*** Document excerpt ***

These are the key concepts you need to understand to accurately answer the question.

Dielectric Material
A dielectric material is a non-conducting substance introduced between the plates of a capacitor. Its primary function is to enhance the capacitor's storage capacity. When you place a dielectric slab between the plates, it boosts the capacitor's capacitance by a factor equivalent to the dielectric constant, denoted by \( \kappa \).
This constant is a measure of the material's ability to resist electric fields, effectively allowing the capacitor to hold more charge at the same voltage.
  • The capacitance with the dielectric becomes \( C' = \kappa C \).
  • The dielectric does not allow free flow of charge but instead polarizes, increasing the effective field across the plates.
This results in increased capacitance without needing to change physical dimensions or charges.
Voltage
Voltage is the electric potential difference between two points. For capacitors, it's the potential difference between the plates. When connected to a battery, the capacitor charges up to a voltage \( V \). Upon disconnecting the battery, the charge \( q \) on the capacitor remains constant.
  • If a dielectric is inserted, the voltage across the capacitor changes.
  • The new voltage \( V' \) is lower: \( V' = \frac{q}{C'} = \frac{q}{\kappa C} \).
This decrease happens because while the charge stays the same, the capacitance increases due to the dielectric. Ultimately, the drop in voltage aligns with the equation \( V = \frac{q}{C} \), adjusting for the increased capacitance.
Energy in Capacitor
The energy stored in a capacitor originates from the electric field between its plates and can be calculated using different formulas, including \( E = \frac{1}{2} C V^2 \) or \( E = \frac{1}{2} \frac{q^2}{C} \).

***

◆ Required actions:
(1) List the section headings in the capacitor explainer above.
(2) Extend the capacitor explainer above, starting right after its final sentence.

*** Dataset extract ***

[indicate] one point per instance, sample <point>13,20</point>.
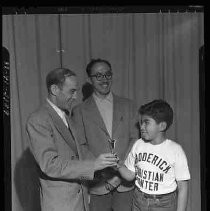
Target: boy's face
<point>150,129</point>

***

◆ Response list:
(1)
Dielectric Material
Voltage
Energy in Capacitor

(2)
When we introduce a dielectric material, the capacitance increases to \( C' = \kappa C \), and the energy also transforms.
  • The new energy \( E' \) can be determined as \( E' = \frac{1}{2} \frac{q^2}{C'} = \frac{1}{2} \frac{q^2}{\kappa C} \).
By increasing the capacitance with the dielectric, the energy stored in the capacitor decreases because \( E' = \frac{1}{2} \frac{q^2}{C'} \), showing that for a constant charge, a higher capacitance means less energy is needed.
Charge Conservation
Charge conservation is a principle stating that the total electric charge in an isolated system remains constant over time. In the context of capacitors, once a capacitor is disconnected from an external source like a battery, the charge held by the capacitor becomes conserved and cannot change because no path exists for it to move or exchange.
  • The charge \( q \) remains unchanged when a dielectric is inserted between the plates.
  • This results in modifications to other properties, but the amount of charge stays fixed.
Given that charge conservation holds, any induced changes such as with capacitance or voltage adjustments follow this principle, ensuring the net charge doesn't alter even as the system dynamics do.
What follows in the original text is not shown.